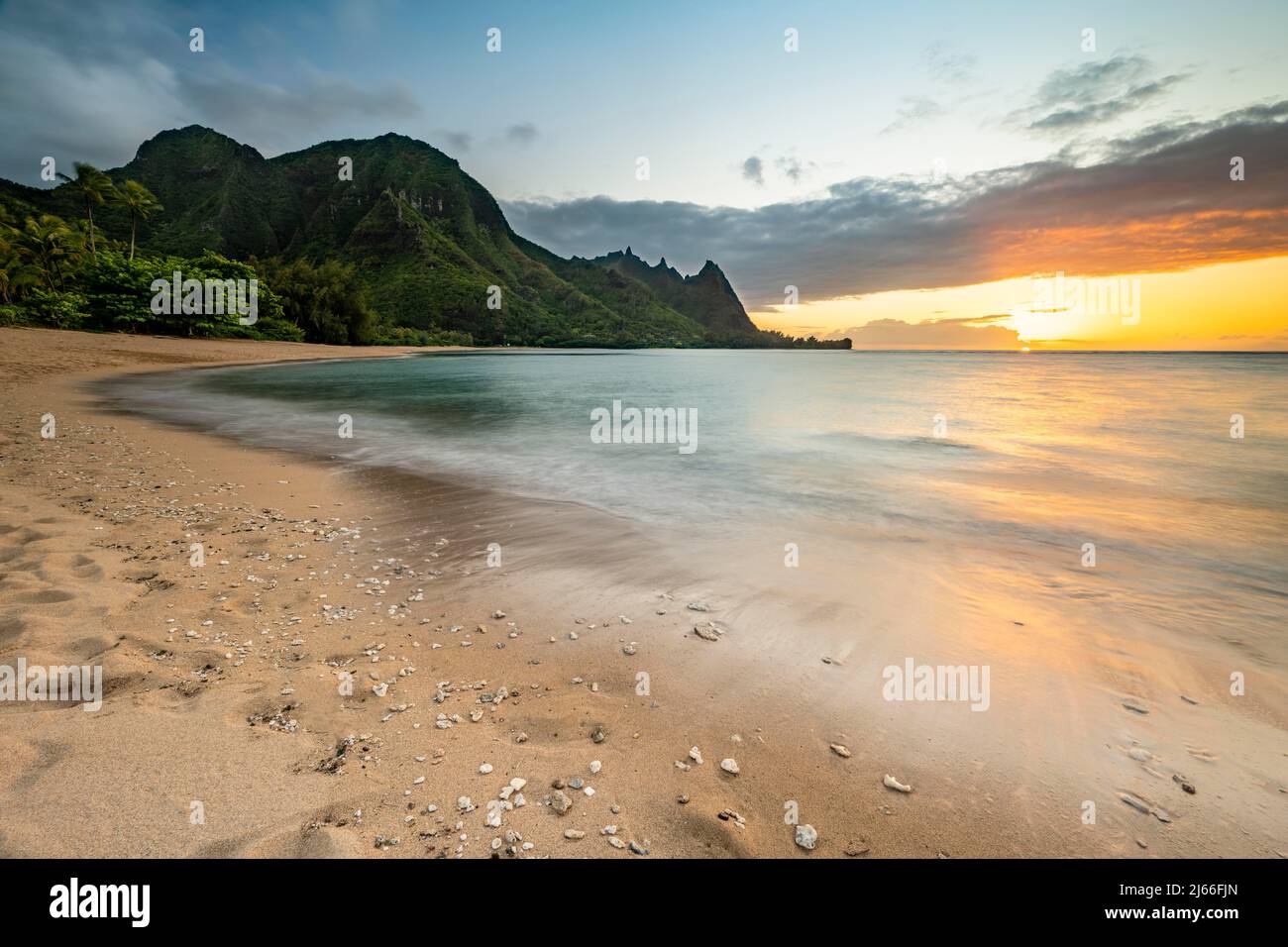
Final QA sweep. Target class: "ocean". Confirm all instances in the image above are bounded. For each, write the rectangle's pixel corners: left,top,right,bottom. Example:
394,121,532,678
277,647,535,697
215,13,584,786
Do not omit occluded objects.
112,351,1288,652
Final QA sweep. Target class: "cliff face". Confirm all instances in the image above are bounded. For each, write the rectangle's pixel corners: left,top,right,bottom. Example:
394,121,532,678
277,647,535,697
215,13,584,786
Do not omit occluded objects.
591,248,756,334
0,125,756,346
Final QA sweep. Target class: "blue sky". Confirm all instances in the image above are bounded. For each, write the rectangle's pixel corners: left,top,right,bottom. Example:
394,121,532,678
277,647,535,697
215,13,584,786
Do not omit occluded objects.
0,0,1288,340
0,0,1288,207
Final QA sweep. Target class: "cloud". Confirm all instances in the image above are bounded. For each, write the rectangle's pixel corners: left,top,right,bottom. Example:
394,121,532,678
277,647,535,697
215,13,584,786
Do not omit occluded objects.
924,43,979,86
505,99,1288,308
505,121,538,145
827,316,1022,349
435,132,474,155
881,95,948,136
1008,55,1189,134
774,156,818,184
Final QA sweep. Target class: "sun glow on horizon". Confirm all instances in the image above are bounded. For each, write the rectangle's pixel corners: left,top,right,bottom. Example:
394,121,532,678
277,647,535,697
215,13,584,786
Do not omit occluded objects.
751,257,1288,351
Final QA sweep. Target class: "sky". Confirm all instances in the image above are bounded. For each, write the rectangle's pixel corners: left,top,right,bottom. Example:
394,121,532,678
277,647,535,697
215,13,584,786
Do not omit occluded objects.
0,0,1288,349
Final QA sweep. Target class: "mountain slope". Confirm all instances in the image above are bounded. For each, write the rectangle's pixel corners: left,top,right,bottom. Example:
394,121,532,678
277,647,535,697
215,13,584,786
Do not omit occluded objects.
0,125,844,347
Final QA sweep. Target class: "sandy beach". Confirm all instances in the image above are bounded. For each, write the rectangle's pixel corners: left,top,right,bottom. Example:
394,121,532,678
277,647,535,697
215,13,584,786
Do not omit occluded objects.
0,329,1288,858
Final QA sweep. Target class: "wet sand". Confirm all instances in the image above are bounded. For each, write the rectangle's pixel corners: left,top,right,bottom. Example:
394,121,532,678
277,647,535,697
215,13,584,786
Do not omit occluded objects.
0,330,1288,858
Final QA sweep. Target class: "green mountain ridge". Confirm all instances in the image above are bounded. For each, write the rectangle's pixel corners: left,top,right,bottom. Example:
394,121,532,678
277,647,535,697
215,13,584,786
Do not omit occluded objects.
0,125,844,347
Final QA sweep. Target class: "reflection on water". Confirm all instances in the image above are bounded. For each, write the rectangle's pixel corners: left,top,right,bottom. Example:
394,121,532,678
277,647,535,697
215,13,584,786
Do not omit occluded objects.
108,352,1288,654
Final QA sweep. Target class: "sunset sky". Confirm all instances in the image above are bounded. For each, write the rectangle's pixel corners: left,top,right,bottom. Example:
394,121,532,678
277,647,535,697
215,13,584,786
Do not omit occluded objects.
0,0,1288,349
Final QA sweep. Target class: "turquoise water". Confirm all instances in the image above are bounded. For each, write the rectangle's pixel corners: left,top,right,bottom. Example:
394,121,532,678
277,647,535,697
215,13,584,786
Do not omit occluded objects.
113,351,1288,621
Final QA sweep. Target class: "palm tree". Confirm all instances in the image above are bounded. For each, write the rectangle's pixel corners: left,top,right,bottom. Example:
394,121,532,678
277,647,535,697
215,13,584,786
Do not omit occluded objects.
113,180,164,261
58,161,116,262
18,214,76,292
0,256,40,305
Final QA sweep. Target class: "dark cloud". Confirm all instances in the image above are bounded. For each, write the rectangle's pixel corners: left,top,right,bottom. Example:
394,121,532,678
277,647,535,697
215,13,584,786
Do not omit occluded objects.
774,156,815,184
506,99,1288,307
1008,55,1189,134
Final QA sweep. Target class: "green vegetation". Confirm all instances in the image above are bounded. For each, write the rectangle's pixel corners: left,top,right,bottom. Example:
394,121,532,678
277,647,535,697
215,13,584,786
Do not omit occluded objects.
0,126,849,348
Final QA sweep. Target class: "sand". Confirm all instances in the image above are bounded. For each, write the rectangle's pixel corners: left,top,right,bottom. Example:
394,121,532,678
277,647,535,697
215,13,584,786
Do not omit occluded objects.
0,330,1288,858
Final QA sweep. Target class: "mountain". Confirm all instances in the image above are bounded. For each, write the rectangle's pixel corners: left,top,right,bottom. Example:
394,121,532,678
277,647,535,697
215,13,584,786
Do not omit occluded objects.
0,125,844,347
591,248,756,334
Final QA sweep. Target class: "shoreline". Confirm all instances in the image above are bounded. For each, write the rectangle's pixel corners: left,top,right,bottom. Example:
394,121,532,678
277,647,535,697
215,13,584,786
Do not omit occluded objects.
0,330,1283,857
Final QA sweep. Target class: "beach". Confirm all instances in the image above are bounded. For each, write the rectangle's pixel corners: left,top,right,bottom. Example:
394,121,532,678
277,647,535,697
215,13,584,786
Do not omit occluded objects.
0,329,1288,858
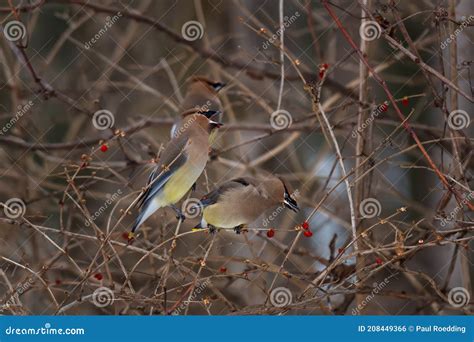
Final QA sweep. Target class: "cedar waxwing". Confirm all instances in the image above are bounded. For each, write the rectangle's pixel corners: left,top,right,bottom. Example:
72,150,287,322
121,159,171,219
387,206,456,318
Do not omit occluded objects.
196,176,299,233
171,76,225,137
130,109,222,237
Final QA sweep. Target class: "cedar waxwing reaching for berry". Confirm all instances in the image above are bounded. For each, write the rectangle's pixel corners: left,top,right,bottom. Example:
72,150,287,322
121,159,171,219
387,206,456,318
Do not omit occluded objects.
130,110,221,237
171,76,225,137
196,176,299,233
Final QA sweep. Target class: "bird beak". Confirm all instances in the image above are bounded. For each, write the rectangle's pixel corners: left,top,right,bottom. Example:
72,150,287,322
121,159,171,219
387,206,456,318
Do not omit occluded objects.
209,120,224,128
213,82,227,92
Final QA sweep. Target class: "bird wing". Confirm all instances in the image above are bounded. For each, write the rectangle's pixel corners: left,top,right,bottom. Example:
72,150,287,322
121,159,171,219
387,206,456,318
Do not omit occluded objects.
137,135,189,208
201,178,250,208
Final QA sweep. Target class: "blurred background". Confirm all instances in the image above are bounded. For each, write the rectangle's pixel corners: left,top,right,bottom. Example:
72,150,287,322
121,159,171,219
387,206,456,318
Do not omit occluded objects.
0,0,474,315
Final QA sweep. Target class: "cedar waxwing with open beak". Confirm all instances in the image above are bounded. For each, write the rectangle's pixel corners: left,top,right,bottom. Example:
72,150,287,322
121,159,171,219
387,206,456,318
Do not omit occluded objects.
196,176,299,233
130,110,222,238
171,76,225,137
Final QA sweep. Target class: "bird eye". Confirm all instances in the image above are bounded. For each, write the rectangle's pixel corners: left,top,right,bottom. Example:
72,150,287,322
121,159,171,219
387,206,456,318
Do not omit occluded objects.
210,82,226,91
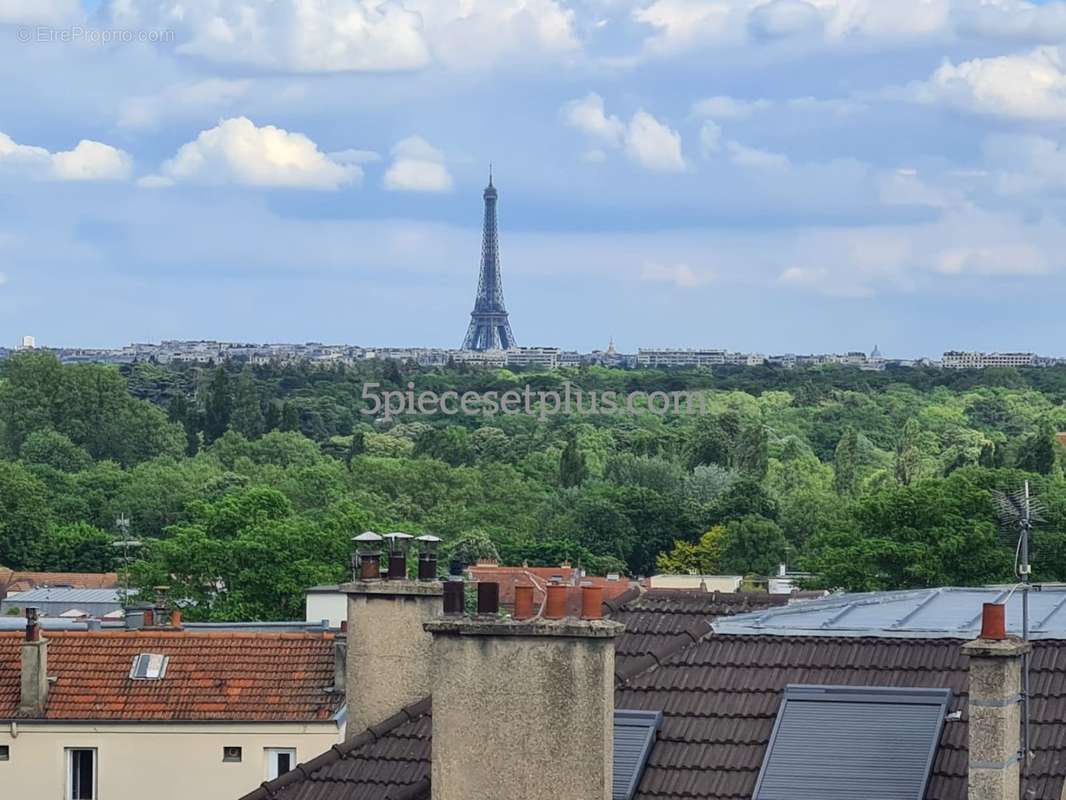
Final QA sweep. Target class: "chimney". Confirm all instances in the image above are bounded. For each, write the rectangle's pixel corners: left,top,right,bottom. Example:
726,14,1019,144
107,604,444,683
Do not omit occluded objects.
341,558,445,738
963,603,1030,800
18,608,48,717
425,587,624,800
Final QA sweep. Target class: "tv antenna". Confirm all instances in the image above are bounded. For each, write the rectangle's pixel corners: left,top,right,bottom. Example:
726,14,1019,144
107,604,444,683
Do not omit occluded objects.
992,480,1047,768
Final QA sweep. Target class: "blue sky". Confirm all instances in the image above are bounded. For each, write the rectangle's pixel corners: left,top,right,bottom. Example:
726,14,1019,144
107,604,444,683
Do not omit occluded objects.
0,0,1066,355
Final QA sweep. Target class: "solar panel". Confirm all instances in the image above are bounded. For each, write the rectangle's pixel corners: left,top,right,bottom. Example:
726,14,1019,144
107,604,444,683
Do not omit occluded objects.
611,709,663,800
130,653,169,681
754,686,951,800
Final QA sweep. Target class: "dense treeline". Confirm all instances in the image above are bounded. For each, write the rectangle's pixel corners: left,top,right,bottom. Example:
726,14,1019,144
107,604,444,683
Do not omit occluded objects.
0,353,1066,619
========================================
Please reproduce the records word for word, beginning at their start and going on through the line that contains "0,125,756,346", and leave the pictures out of your answer.

▶ EXERCISE ANSWER
Final QA sweep. Target class: "ocean". Confirm all instances in the image above are bounded. For each, write the rectangle's pixel corners: left,top,right,bottom. Example:
394,121,532,678
277,647,535,697
215,13,584,786
Do not omit occluded objects.
112,351,1288,652
Final QA sweep. Target class: "cliff face". Confirm all instances in the image above are bounded. For each, write the rectangle's pixel corners: left,top,right,bottom. Example:
394,121,532,678
277,647,535,697
215,13,584,786
Do not omit occluded objects.
591,248,756,334
0,125,756,346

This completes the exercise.